● **Instructions to follow**:
Answer these from the post on Dimon and housing below:
1. According to the post, which country do demographics help?
2. In Dimon's view, what will drive household formation?
3. How many Americans does he say will be added every year for the next 10 years?

● **Excerpt to read**:
Variant Perceptions

Category: Macroeconomics

Dimon on housing

I could not have said it better, with such a command of the facts, while impromptu in a conference call Q&A. Demographics help the United States, it is not turning Japanese.

And he does not fall in the temptation of making a prediction. Impressive.

Yes, so let me answer the first in part. I think what you need to see is employment. That’s what you need to see because employment, in our opinion, will drive household formation.

But if you look at the other factors, okay, we’ve been destroying more homes than we build in the last several years. We’ve added 10 million Americans. We’re going to add 3 million Americans every year for the next 10 years, that’s 30 million Americans who need 13 million in drawings or something like that.

Household formation has been half what it normally is, and most economists tell you that’s going to come back with job creation. And the so-called shadow inventory is coming down, not going up.

● **Stored data**:
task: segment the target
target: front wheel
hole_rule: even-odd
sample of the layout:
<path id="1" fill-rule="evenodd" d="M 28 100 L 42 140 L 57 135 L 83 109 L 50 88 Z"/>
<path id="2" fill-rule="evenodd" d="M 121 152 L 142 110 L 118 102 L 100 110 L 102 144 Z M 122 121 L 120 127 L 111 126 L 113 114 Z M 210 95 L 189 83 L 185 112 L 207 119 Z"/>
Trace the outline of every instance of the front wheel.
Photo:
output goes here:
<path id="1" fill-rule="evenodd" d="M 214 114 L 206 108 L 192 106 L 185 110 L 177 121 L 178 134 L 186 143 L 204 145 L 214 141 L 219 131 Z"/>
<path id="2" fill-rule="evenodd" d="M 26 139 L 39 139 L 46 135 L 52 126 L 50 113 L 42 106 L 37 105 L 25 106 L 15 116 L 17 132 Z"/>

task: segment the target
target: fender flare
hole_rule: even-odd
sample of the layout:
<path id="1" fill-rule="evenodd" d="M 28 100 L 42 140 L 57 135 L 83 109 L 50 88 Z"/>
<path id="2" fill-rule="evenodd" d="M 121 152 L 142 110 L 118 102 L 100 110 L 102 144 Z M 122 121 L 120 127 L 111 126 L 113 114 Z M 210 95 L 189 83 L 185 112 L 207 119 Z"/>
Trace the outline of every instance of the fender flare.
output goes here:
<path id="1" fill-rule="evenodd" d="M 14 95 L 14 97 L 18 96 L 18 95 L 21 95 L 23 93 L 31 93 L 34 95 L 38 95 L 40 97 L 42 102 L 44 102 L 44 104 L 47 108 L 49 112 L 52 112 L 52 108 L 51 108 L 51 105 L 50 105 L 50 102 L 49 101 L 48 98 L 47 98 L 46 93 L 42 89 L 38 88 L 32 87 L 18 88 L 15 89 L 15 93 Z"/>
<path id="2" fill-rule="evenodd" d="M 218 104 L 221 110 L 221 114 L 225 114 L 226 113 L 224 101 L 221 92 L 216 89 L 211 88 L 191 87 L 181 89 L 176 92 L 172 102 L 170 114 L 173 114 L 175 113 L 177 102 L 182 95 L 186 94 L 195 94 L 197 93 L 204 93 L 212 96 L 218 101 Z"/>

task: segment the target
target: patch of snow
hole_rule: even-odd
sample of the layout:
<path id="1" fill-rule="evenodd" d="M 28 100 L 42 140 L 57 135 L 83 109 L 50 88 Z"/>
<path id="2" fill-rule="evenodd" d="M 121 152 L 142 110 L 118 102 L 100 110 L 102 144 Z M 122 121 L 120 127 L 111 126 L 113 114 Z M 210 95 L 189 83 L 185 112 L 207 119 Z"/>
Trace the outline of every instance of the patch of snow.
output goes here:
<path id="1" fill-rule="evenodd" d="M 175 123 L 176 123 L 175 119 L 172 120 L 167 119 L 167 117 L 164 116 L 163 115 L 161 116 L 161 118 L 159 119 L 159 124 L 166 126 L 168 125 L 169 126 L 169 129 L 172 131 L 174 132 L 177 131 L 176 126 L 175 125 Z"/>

● **Exercise solution**:
1. The United States.
2. Employment.
3. 3 million.